From: "Darrick J. Wong" <djwong@us.ibm.com>
Subject: Re: [PATCH 3/3] block: reimplement FLUSH/FUA to support merge
Date: Mon, 24 Jan 2011 12:31:55 -0800
Message-ID: <20110124203155.GA32261@tux1.beaverton.ibm.com>
References: <1295625598-15203-1-git-send-email-tj@kernel.org> <1295625598-15203-4-git-send-email-tj@kernel.org> <20110121185617.GI12072@redhat.com> <20110123102526.GA23121@htj.dyndns.org>
Reply-To: djwong@us.ibm.com
Mime-Version: 1.0
Content-Type: text/plain; charset=us-ascii
Cc: Vivek Goyal <vgoyal@redhat.com>, axboe@kernel.dk, tytso@mit.edu,
	shli@kernel.org, neilb@suse.de, adilger.kernel@dilger.ca,
	jack@suse.cz, snitzer@redhat.com, linux-kernel@vger.kernel.org,
	kmannth@us.ibm.com, cmm@us.ibm.com, linux-ext4@vger.kernel.org,
	rwheeler@redhat.com, hch@lst.de, josef@redhat.com
To: Tejun Heo <tj@kernel.org>
Content-Disposition: inline
In-Reply-To: <20110123102526.GA23121@htj.dyndns.org>
Sender: linux-ext4-owner@vger.kernel.org

On Sun, Jan 23, 2011 at 11:25:26AM +0100, Tejun Heo wrote:
> Hello,
> 
> On Fri, Jan 21, 2011 at 01:56:17PM -0500, Vivek Goyal wrote:
> > > + * Currently, the following conditions are used to determine when to issue
> > > + * flush.
> > > + *
> > > + * C1. At any given time, only one flush shall be in progress.  This makes
> > > + *     double buffering sufficient.
> > > + *
> > > + * C2. Flush is not deferred if any request is executing DATA of its
> > > + *     sequence.  This avoids issuing separate POSTFLUSHes for requests
> > > + *     which shared PREFLUSH.
> > 
> > Tejun, did you mean "Flush is deferred" instead of "Flush is not deferred"
> > above?
> 
> Oh yeah, I did.  :-)
◆ ◆ ◆ ◆ ◆ ◆ ◆
What to do:
a. In the email, what wording does Vivek Goyal ask Tejun about as a possible replacement for "Flush is not deferred" in condition C2?
b. List every redhat.com address in the Cc field of the email.

Dataset extract:
◆ ◆ ◆ ◆ ◆ ◆ ◆
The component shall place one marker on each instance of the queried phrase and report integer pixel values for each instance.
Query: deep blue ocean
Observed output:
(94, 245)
◆ ◆ ◆ ◆ ◆ ◆ ◆
Answers to the exercises:
a. "Flush is deferred"

b. vgoyal@redhat.com, snitzer@redhat.com, rwheeler@redhat.com, josef@redhat.com